WRITTEN REQUEST
Count the lines below that contain the string "member", matching case exactly, and give only that number.

━━━━━━━━━━━━━━━━━━━━━━━━━━━━━━

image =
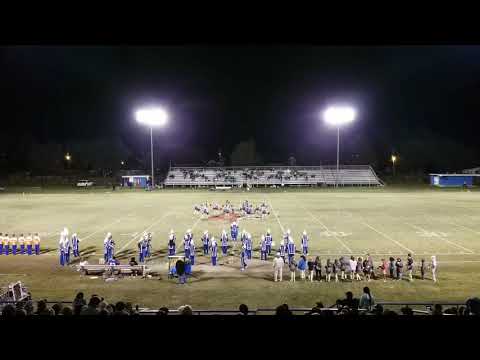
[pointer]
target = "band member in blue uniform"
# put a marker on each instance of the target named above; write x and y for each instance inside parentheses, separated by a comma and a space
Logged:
(224, 241)
(149, 245)
(282, 250)
(249, 247)
(75, 245)
(206, 242)
(13, 243)
(268, 241)
(186, 245)
(6, 244)
(243, 256)
(214, 251)
(290, 249)
(243, 236)
(263, 248)
(192, 252)
(36, 243)
(304, 242)
(234, 231)
(21, 243)
(171, 243)
(61, 248)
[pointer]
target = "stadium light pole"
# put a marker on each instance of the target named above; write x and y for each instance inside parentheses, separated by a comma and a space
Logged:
(152, 117)
(393, 158)
(338, 116)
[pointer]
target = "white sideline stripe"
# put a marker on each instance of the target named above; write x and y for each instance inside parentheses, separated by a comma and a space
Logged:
(441, 238)
(335, 236)
(276, 217)
(388, 237)
(141, 232)
(102, 228)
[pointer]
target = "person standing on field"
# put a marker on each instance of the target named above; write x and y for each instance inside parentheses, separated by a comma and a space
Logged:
(410, 267)
(434, 268)
(278, 264)
(293, 268)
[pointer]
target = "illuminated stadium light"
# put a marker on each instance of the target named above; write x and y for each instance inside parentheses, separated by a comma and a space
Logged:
(152, 116)
(339, 115)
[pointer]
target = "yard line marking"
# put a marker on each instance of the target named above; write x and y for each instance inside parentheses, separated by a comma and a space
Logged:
(276, 217)
(326, 228)
(141, 232)
(387, 237)
(441, 238)
(102, 228)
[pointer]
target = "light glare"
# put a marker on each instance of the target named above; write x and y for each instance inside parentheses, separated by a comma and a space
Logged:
(339, 115)
(152, 116)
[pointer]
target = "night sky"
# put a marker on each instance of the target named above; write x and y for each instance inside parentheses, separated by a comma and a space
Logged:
(408, 99)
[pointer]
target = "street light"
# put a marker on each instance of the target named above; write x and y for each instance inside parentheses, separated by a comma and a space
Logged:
(393, 158)
(152, 117)
(339, 116)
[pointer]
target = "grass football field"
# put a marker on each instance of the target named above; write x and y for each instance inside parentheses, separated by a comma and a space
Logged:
(383, 222)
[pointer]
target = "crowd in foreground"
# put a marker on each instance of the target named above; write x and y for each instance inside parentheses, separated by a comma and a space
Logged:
(349, 306)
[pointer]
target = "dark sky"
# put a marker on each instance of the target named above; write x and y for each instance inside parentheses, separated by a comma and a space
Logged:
(218, 96)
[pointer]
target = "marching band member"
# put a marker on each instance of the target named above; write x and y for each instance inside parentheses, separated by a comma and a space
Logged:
(186, 244)
(6, 244)
(68, 248)
(171, 243)
(206, 242)
(105, 247)
(282, 250)
(268, 242)
(141, 251)
(13, 242)
(149, 245)
(243, 255)
(28, 243)
(234, 231)
(243, 236)
(76, 245)
(290, 249)
(304, 242)
(224, 242)
(36, 243)
(21, 242)
(410, 267)
(263, 248)
(61, 248)
(214, 251)
(192, 252)
(248, 247)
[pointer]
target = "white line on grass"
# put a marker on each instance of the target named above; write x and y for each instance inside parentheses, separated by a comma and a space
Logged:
(387, 237)
(141, 233)
(441, 238)
(326, 228)
(276, 217)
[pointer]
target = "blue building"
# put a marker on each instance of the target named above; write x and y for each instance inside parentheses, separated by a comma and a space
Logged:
(451, 180)
(135, 181)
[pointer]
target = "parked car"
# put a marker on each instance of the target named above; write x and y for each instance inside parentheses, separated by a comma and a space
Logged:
(84, 183)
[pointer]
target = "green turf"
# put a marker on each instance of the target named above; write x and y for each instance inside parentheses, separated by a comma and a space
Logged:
(386, 221)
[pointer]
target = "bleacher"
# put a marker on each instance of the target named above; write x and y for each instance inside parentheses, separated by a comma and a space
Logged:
(348, 175)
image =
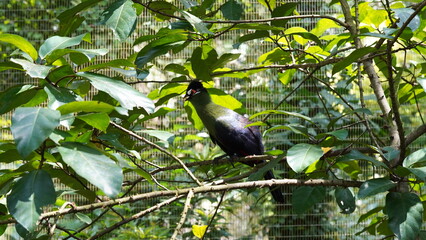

━━━━━━━━━━━━━━━━━━━━━━━━━━━━━━

ANSWER TO THE EXERCISE
2